TESTO MOSTRATO -
※ ※ ※

Parigi e i selfie impossibili alla fontana di Swarovski

Nuova battaglia sugli Champs-Élysées. Stavolta niente gilet gialli contro forze di polizia, ma oppositori contro sostenitori della nuova opera d’arte voluta dal Comune di Parigi. L’ardita fontana con 3.060 Swarovski avrebbe dovuto rilanciare una zona colpita dal vandalismo, invece è finita per diventare lo zimbello degli investimenti. Una struttura in bronzo e cristallo, inaugurata il 21 marzo, che piace esteticamente a pochi (c’è chi le chiama «docce municipali» o «lavandini») costata 6 milioni e trecentomila euro.

※ ※ ※

PROBLEMA POSTO 1 -
Nelle righe riportate più sotto, riscrivi il tratto che va dalla riga contenente "holding camera for the gripper to approach." fino a quella contenente "left=593, top=408, right=736, bottom=497", estremi compresi. Sostituisci "gripper" con "suction cup" e lascia invariato tutto il resto.
PROBLEMA POSTO 2 -
Continua l'articolo sulla fontana con i cristalli Swarovski sugli Champs-Élysées, a partire dall'ultima frase riportata.

MATERIALE FORNITO -

※ ※ ※

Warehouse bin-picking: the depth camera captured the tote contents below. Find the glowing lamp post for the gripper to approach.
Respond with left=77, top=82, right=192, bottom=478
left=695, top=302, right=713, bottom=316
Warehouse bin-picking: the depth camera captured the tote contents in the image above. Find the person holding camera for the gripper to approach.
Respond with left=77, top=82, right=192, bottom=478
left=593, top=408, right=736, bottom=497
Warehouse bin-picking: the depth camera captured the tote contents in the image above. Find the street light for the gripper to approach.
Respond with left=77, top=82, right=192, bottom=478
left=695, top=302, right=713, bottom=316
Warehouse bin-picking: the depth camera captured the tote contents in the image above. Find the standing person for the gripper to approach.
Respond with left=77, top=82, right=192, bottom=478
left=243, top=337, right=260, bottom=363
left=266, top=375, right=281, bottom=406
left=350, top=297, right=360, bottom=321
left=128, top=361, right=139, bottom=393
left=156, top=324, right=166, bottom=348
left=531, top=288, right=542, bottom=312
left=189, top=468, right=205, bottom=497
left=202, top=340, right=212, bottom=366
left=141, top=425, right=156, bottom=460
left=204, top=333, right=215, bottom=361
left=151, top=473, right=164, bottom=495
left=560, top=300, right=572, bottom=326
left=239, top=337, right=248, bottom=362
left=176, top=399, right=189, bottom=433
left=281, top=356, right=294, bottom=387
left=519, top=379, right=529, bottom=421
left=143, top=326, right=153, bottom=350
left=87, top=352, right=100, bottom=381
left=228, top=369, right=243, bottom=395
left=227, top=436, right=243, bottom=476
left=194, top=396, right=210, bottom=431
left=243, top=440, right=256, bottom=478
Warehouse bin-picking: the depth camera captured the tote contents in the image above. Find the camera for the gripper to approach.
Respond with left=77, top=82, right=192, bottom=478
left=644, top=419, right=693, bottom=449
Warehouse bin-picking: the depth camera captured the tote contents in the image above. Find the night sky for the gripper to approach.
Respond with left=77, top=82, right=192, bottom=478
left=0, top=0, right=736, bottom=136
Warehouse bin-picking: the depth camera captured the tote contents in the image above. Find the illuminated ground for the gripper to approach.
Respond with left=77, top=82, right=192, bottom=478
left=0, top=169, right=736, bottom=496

※ ※ ※

RISPOSTA ATTESA 1 -
Warehouse bin-picking: the depth camera captured the tote contents in the image above. Find the person holding camera for the suction cup to approach.
Respond with left=77, top=82, right=192, bottom=478
left=593, top=408, right=736, bottom=497

RISPOSTA ATTESA 2 -
Pur coperta da mecenati (Qatar compreso), la spesa è da capogiro per una fontana monumentale che nessuno immortala. Insomma, a che serve? Firmata dai designer francesi di fama internazionale Ronan e Erwan Bouroullec, è già stata disconosciuta da molti abitanti: «Non sappiamo se sono aste portabandiera, lampioni o fontane – tuona Christophe Pinguet, animatore del gruppo di riflessione sul Rond-point Champs-Elysées. «È grottesca, soprattutto se si pensa alle immagini della fontana di Trevi immortalata da Fellini nella Dolce Vita».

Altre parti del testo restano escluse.